*Goal*: Copy the data from its first line up to and including the line with "column 220, row 102", replacing "player's ear" with "player's nose" and leaving everything else unchanged.

■ ■ ■ ■

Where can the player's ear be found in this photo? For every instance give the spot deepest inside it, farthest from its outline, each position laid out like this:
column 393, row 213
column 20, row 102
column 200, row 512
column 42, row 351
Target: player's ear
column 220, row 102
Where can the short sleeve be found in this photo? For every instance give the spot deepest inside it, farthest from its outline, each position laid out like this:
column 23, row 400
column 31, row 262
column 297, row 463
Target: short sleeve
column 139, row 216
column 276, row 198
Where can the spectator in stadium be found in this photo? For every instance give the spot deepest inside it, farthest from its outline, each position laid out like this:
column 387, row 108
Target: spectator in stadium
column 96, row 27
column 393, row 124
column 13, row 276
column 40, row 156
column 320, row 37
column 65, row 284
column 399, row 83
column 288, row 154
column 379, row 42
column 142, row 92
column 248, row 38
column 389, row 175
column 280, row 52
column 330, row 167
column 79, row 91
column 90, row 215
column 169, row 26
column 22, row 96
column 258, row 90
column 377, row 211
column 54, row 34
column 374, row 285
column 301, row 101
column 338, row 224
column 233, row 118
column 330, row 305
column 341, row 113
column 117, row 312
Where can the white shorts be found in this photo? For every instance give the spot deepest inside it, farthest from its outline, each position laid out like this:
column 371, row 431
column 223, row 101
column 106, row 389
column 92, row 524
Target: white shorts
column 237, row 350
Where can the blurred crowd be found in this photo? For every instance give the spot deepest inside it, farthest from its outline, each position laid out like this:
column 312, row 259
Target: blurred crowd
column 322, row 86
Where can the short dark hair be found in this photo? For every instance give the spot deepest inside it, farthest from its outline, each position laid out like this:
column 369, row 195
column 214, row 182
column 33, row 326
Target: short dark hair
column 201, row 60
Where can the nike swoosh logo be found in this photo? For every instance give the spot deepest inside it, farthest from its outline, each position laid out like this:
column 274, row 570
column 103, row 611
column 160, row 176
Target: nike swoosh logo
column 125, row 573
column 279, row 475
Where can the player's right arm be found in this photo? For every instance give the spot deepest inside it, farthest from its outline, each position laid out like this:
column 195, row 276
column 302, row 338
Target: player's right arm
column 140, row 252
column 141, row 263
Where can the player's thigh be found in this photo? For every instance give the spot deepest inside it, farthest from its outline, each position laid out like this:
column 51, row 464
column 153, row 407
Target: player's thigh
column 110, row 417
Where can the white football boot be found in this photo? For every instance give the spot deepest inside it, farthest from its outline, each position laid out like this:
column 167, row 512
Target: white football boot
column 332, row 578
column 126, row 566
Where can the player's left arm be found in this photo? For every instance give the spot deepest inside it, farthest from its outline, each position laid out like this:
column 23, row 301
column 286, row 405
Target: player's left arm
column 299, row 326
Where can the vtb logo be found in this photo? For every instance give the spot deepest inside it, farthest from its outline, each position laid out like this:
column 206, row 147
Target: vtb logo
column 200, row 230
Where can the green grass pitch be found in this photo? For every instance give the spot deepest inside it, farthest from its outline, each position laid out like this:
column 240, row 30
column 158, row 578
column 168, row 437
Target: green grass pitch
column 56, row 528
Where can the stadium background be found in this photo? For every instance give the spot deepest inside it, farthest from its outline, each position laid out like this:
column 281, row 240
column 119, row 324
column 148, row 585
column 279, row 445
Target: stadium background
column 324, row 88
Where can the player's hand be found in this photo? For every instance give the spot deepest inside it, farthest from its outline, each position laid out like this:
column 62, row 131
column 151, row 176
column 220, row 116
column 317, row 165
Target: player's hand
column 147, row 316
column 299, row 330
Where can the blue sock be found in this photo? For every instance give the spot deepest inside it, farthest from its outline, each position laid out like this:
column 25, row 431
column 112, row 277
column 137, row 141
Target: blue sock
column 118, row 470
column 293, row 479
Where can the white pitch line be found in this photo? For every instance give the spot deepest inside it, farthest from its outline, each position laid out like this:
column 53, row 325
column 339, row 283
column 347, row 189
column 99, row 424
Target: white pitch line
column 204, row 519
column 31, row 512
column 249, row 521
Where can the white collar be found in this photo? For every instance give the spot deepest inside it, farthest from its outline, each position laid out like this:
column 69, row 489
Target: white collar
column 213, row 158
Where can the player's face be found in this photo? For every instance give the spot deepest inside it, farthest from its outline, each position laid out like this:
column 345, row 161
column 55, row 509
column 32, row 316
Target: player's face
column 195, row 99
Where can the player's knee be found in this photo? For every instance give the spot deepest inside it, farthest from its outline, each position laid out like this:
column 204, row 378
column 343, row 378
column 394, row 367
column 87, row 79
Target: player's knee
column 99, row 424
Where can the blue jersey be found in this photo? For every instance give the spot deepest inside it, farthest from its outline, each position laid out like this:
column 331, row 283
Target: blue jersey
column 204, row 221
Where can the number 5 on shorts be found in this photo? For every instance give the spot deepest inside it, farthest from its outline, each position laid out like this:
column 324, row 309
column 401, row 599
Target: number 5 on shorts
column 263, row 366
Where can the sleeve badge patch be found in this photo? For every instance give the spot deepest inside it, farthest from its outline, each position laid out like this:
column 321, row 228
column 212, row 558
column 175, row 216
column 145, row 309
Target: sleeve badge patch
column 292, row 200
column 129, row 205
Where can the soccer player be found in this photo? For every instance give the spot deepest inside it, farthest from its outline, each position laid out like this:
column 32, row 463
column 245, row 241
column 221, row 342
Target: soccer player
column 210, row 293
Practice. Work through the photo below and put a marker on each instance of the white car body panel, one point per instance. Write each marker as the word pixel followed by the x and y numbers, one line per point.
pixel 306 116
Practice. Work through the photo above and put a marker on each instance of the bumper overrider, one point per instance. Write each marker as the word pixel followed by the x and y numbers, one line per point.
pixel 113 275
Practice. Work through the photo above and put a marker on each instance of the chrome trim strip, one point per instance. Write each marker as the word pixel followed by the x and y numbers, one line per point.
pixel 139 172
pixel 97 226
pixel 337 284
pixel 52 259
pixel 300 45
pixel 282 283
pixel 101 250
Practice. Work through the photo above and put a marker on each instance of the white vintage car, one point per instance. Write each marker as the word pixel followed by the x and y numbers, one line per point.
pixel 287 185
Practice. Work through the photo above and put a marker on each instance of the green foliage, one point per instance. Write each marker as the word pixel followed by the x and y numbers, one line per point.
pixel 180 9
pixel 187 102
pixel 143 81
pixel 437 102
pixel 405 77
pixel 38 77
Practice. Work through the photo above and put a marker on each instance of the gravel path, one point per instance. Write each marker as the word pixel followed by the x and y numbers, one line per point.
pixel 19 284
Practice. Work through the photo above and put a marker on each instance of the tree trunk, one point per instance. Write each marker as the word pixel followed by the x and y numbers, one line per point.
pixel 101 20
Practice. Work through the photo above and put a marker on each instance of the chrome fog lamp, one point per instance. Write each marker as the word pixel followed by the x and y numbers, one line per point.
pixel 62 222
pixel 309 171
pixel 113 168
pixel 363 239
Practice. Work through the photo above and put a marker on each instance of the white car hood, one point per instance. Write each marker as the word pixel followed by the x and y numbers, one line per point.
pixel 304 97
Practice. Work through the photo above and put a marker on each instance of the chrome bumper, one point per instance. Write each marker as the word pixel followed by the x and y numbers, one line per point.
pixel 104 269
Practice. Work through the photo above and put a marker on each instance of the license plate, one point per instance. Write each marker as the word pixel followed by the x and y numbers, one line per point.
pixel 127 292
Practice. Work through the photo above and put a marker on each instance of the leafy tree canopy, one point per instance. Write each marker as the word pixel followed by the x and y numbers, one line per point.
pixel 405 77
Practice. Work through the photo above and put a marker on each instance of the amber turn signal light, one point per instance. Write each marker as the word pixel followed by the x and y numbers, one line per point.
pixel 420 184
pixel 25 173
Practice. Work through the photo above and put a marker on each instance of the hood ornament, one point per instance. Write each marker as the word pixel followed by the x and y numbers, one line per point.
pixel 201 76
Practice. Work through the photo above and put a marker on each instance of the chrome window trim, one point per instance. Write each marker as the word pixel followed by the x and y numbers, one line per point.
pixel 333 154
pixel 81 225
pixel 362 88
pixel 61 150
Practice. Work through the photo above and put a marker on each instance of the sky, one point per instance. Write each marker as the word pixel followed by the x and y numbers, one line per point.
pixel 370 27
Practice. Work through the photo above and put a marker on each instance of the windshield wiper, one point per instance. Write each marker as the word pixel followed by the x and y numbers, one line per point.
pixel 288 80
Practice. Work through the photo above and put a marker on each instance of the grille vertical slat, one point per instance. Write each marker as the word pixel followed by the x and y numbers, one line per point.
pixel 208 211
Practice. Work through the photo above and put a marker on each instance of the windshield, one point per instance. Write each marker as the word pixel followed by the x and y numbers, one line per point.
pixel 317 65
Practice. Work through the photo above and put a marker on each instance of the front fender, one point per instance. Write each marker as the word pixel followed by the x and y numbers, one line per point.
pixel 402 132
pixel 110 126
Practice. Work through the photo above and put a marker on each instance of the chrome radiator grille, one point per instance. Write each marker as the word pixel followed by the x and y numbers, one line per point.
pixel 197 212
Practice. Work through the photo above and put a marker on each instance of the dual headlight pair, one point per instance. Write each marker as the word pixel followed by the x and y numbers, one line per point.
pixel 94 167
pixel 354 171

■ ■ ■ ■

*Expected answer*:
Where can the player's nose be found in this photo? For every instance give the spot deepest inside it, farthest from its outline, each position laid out like this:
column 393, row 213
column 20, row 102
column 200, row 512
column 42, row 351
Target: player's nose
column 220, row 102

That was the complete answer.